Data entries:
>>>

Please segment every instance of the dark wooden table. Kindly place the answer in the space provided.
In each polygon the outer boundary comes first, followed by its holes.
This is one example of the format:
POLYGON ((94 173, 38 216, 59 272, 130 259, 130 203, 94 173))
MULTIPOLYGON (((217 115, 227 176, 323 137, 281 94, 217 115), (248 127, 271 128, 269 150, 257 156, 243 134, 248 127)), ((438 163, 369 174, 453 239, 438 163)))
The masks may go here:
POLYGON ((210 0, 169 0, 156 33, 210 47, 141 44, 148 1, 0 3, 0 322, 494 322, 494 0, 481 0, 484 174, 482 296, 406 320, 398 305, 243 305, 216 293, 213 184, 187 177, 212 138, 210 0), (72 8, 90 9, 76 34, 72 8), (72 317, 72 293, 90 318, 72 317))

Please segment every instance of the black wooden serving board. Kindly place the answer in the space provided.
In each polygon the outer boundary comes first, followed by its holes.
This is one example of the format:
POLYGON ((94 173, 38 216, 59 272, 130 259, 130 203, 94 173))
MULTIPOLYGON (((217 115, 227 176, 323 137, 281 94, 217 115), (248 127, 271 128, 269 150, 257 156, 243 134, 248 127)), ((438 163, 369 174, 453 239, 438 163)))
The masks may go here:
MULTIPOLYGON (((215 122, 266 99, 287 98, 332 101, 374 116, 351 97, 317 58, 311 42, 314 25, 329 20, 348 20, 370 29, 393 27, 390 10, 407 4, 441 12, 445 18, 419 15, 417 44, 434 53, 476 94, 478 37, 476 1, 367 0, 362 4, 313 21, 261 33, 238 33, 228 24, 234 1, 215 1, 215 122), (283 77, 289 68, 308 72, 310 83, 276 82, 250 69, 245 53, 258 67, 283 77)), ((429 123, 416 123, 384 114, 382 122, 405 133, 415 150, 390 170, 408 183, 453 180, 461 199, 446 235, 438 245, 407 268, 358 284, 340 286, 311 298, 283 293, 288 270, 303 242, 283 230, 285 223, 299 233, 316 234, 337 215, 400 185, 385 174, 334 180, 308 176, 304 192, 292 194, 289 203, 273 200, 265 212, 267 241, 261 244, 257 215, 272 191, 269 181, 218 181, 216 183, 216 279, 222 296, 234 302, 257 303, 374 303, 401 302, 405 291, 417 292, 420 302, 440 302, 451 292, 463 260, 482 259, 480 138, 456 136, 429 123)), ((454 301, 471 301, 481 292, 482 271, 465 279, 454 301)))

<<<

What to produce: Exact copies of all the records are required.

Reply to the exercise:
Please segment every instance of the dark wooden table. Kindly place the answer in the space provided.
In each polygon the outer boundary comes first, followed by its holes.
This is one example of the format:
POLYGON ((94 173, 38 216, 59 272, 130 259, 130 203, 94 173))
MULTIPOLYGON (((217 115, 227 176, 323 137, 281 94, 217 115), (248 127, 271 128, 269 150, 257 156, 243 134, 248 127)), ((438 163, 369 174, 453 239, 438 163)))
The masks may go here:
POLYGON ((210 0, 169 0, 156 33, 210 47, 141 44, 148 1, 0 3, 0 322, 494 322, 494 0, 481 0, 484 174, 482 296, 406 320, 398 305, 243 305, 216 293, 213 184, 187 177, 212 138, 210 0), (72 8, 90 9, 76 34, 72 8), (72 317, 72 293, 90 318, 72 317))

Please segment every instance of the black wooden serving board. Kindly place the answer in the space provided.
In each polygon the outer boundary comes first, followed by its holes.
This is one example of the format:
POLYGON ((94 173, 38 216, 59 272, 130 259, 130 203, 94 173))
MULTIPOLYGON (((217 115, 227 176, 323 137, 281 94, 217 115), (248 127, 271 128, 269 150, 257 156, 243 134, 248 127)), ((438 163, 369 174, 453 239, 438 163)))
The masks may go here:
MULTIPOLYGON (((215 122, 266 99, 287 98, 332 101, 374 116, 351 97, 317 58, 311 42, 314 25, 329 20, 348 20, 370 29, 393 27, 390 10, 407 4, 441 12, 445 18, 419 15, 417 44, 434 53, 476 94, 478 37, 476 1, 367 0, 362 4, 313 21, 261 33, 238 33, 228 24, 234 1, 215 1, 215 122), (283 77, 289 68, 308 72, 310 83, 276 82, 250 69, 245 53, 258 67, 283 77)), ((429 123, 416 123, 384 114, 382 122, 405 133, 415 150, 390 170, 408 183, 453 180, 461 199, 446 235, 438 245, 407 268, 358 284, 340 286, 311 298, 283 293, 288 270, 303 242, 283 230, 285 223, 299 233, 316 234, 337 215, 400 185, 385 174, 334 180, 308 176, 304 192, 292 194, 289 203, 273 200, 265 212, 267 241, 261 244, 257 215, 272 191, 269 181, 218 181, 216 183, 216 279, 222 296, 234 302, 257 303, 374 303, 401 302, 405 291, 417 292, 420 302, 440 302, 451 292, 463 260, 482 259, 480 138, 456 136, 429 123)), ((454 301, 471 301, 481 292, 482 271, 465 279, 454 301)))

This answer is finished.